#### RECORDS:
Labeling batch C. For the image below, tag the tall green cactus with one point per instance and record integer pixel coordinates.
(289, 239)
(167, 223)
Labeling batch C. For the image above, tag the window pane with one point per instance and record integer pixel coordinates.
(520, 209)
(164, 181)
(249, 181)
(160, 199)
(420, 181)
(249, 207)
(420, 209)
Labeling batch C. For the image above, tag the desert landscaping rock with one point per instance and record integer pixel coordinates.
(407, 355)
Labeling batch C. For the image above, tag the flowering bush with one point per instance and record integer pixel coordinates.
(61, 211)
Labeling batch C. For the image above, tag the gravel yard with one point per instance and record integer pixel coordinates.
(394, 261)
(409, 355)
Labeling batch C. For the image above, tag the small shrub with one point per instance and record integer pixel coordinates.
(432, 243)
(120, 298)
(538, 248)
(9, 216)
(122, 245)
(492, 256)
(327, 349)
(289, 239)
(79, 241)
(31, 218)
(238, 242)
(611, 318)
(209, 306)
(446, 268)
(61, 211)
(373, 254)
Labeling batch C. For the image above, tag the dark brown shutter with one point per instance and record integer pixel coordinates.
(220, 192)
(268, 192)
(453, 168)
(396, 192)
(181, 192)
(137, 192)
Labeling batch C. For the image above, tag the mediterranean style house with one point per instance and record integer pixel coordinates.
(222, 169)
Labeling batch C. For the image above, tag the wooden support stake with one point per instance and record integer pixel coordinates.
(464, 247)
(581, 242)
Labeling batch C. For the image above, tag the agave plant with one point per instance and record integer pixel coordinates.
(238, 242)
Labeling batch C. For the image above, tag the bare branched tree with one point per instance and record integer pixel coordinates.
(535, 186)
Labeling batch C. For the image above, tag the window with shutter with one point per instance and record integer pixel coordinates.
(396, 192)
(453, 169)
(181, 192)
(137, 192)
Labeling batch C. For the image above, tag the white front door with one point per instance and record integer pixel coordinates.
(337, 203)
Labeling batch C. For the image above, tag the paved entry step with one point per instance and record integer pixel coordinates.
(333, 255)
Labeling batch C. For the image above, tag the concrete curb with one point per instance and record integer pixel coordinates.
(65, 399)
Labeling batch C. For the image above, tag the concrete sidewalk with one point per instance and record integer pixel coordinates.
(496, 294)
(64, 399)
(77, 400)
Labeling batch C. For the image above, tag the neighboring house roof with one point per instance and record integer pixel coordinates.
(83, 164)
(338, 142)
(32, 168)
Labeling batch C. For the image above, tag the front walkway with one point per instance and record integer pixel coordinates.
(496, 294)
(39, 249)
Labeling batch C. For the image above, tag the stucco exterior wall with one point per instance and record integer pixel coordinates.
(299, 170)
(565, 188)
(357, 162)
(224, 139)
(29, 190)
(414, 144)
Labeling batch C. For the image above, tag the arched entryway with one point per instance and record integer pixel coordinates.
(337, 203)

#### WRITTEN EXERCISE:
Repeat the listing exactly, from its first line to its last.

#### EXERCISE ANSWER:
Labeling batch C. For the image below, tag the tall green cactus with one point per instance and record integer pixel coordinates.
(289, 239)
(167, 223)
Labeling batch C. For the image above, tag the window pane with one point per instance and record integer pixel coordinates.
(520, 209)
(164, 181)
(249, 181)
(160, 199)
(420, 181)
(249, 207)
(420, 209)
Labeling batch C. For the image above, tag the desert landscaping rock with one point per instance and record integer pixel coordinates.
(407, 355)
Labeling batch C. For the image above, tag the flowering bush with one point per instance and record integer pixel coordinates.
(61, 211)
Labeling batch C. For the image above, tag the gravel yard with one point per instance and record integer pixel coordinates.
(394, 261)
(409, 355)
Labeling batch C. For the image above, tag the small shrub with one point per instance and record integer pixel coordinates.
(432, 243)
(120, 298)
(538, 248)
(9, 216)
(122, 245)
(492, 256)
(327, 349)
(289, 239)
(79, 241)
(31, 218)
(238, 242)
(611, 318)
(209, 306)
(446, 268)
(61, 211)
(373, 254)
Labeling batch C. For the image above, tag the dark brown shutter with one point per instance and record integer pixel coordinates.
(220, 192)
(268, 192)
(453, 168)
(396, 192)
(181, 192)
(137, 192)
Labeling batch C. For the image above, tag the mediterranean style house with one point per instance and record integer pixel coordinates.
(222, 169)
Labeling batch C. For the image above, tag the wooden support stake with one point per instance and record integer pixel coordinates.
(464, 247)
(581, 242)
Labeling batch C. For the image above, tag the agave plant with one point per instance and record integer pixel coordinates.
(238, 242)
Labeling batch C. For the image above, tag the bare branched tree with one point per instance and record integer pixel coordinates.
(535, 186)
Labeling batch C. For the image above, tag the window with shutter with one point per instance and record integer pixel coordinates.
(396, 192)
(453, 169)
(181, 192)
(137, 192)
Labeling batch C. For the image above, tag the white front door with one point per instance and record integer pixel coordinates.
(337, 203)
Labeling batch C. For the image above, tag the paved entry step with one point per instance and record integer pixel coordinates.
(333, 255)
Labeling batch C. For the image above, tag the concrete curb with one point per instance and record integer pixel coordinates.
(65, 399)
Labeling batch C. For the image above, tag the concrete sidewalk with one point per instance and record integer pixel coordinates.
(496, 294)
(64, 399)
(77, 400)
Labeling batch C. For the image above, tag the neighboring house roof with one point per instance and record integer pixel coordinates.
(83, 164)
(338, 142)
(32, 168)
Labeling batch C. For the image above, tag the front walkway with one point per instance and record integer pixel coordinates.
(496, 294)
(39, 249)
Labeling batch C. For the image above, tag the stucco exterior wall with one point per instance and record integer pixel coordinates.
(299, 170)
(565, 188)
(357, 162)
(224, 139)
(29, 190)
(414, 144)
Labeling batch C. For the image above, tag the arched entryway with one point per instance and record integer pixel coordinates.
(337, 203)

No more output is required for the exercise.